## WHAT YOU NEED TO DO
Only a number is expected: how many lines in these records mention the word "like"?

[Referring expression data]
● ● ● ● ●

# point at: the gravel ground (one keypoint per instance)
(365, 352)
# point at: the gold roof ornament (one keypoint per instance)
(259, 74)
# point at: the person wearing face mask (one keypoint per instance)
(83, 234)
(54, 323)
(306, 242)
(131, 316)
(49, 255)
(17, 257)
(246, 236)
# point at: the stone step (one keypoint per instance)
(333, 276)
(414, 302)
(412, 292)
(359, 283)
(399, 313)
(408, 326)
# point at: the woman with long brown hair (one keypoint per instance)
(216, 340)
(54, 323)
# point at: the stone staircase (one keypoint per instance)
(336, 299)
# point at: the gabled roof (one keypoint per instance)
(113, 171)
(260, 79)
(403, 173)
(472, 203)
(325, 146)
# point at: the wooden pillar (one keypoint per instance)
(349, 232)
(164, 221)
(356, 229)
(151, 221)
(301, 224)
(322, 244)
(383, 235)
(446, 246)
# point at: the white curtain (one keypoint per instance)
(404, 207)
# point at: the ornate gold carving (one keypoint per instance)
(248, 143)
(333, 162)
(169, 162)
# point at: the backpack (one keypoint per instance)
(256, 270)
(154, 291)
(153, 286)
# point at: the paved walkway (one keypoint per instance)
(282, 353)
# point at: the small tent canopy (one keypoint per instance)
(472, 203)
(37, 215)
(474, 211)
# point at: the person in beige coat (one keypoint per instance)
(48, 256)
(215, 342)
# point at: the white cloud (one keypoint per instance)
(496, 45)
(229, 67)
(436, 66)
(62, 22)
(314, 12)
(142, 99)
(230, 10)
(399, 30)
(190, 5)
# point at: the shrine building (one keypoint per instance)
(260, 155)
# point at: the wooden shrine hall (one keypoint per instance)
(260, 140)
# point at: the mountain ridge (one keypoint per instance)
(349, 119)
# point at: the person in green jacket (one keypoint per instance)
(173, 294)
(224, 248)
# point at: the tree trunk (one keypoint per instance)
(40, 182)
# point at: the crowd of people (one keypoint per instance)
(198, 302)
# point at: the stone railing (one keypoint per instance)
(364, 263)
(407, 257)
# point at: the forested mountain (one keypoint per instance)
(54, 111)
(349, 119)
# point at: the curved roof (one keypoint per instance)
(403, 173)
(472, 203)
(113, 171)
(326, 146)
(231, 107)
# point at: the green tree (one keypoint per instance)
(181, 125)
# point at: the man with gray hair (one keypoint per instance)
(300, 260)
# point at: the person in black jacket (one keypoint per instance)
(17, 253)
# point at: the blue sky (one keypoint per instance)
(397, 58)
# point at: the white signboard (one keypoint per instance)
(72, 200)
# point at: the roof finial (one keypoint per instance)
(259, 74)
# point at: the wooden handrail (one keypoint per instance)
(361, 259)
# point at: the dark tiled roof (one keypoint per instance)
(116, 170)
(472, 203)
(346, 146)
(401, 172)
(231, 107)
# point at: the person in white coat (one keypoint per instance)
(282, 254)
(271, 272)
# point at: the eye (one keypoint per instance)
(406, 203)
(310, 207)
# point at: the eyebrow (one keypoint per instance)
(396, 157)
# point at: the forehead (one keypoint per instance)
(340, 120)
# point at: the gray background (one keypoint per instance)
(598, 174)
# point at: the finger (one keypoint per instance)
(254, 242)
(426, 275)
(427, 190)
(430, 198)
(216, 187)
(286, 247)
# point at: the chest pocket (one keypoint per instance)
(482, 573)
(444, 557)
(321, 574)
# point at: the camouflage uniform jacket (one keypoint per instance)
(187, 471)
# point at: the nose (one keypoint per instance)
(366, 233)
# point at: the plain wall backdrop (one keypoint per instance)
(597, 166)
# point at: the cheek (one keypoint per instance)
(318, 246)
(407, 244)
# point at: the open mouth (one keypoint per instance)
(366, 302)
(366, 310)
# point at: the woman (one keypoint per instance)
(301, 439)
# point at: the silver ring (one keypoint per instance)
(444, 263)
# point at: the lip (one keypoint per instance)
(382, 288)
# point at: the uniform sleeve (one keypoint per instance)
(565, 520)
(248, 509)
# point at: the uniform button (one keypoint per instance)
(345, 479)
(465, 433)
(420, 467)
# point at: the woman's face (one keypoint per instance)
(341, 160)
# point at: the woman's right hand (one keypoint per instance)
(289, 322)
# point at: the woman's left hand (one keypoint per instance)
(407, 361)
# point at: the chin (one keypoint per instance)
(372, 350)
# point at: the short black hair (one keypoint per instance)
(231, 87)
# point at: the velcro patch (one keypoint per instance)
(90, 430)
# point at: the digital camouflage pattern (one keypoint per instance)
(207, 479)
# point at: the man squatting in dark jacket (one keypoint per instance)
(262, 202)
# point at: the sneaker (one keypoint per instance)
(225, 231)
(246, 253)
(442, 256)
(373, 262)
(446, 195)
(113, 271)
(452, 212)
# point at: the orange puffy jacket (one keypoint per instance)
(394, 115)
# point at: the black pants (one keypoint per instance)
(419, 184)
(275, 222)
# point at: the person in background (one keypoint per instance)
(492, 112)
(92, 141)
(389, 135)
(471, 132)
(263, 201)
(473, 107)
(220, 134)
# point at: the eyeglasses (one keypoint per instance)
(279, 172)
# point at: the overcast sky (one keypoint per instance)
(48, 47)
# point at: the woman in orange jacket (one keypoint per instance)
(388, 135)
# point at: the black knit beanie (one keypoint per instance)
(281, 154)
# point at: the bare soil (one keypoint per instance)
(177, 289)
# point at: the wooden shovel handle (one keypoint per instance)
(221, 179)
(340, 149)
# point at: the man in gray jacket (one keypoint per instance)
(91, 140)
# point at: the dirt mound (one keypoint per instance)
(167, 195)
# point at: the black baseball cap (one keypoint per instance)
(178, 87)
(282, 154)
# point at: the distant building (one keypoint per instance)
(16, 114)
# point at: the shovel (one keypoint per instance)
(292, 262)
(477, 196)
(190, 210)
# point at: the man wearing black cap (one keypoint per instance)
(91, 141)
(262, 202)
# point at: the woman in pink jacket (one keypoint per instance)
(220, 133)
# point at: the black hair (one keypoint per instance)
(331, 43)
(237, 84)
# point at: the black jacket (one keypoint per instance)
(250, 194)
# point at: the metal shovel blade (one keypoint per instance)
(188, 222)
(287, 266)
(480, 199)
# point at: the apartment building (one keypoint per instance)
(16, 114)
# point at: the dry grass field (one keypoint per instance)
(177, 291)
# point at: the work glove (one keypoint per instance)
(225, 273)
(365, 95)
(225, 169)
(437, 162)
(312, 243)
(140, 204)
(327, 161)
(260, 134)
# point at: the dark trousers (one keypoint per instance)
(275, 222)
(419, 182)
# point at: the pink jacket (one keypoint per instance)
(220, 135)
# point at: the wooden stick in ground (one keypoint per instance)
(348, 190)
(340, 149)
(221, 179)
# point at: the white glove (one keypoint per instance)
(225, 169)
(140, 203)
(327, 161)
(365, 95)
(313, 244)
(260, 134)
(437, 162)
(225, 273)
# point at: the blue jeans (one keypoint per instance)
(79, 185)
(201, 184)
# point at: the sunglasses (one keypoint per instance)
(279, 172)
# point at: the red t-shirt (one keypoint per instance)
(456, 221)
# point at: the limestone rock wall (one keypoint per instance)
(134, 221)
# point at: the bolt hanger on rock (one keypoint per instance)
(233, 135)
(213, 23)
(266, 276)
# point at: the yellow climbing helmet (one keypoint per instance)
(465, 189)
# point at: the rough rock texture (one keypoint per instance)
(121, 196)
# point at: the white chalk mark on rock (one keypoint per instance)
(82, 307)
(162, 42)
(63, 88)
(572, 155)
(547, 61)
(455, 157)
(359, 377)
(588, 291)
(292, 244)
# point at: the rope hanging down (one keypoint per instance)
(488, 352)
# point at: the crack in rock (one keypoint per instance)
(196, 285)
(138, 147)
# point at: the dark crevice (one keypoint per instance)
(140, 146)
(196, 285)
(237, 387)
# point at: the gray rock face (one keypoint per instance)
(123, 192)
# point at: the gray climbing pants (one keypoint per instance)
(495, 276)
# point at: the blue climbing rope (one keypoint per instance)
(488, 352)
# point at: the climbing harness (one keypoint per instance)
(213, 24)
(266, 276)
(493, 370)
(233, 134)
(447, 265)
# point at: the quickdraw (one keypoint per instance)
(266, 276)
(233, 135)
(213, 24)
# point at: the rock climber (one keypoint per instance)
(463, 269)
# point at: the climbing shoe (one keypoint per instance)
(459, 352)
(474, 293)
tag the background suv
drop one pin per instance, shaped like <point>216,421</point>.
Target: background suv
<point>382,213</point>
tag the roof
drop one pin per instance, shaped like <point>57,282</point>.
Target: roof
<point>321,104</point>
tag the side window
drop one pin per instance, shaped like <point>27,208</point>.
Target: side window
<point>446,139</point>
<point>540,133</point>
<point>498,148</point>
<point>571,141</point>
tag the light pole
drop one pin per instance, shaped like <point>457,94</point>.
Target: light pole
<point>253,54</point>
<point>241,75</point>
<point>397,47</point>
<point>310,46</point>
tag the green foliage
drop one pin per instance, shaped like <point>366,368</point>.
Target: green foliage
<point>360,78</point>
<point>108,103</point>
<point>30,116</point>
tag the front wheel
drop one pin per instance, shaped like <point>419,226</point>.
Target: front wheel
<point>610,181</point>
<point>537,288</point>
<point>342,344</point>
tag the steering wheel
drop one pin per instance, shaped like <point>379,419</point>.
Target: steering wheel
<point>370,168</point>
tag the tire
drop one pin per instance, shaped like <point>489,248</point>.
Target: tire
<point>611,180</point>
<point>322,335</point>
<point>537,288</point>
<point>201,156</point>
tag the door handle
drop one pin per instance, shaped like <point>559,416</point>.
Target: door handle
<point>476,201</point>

● ● ● ● ●

## ANSWER SPACE
9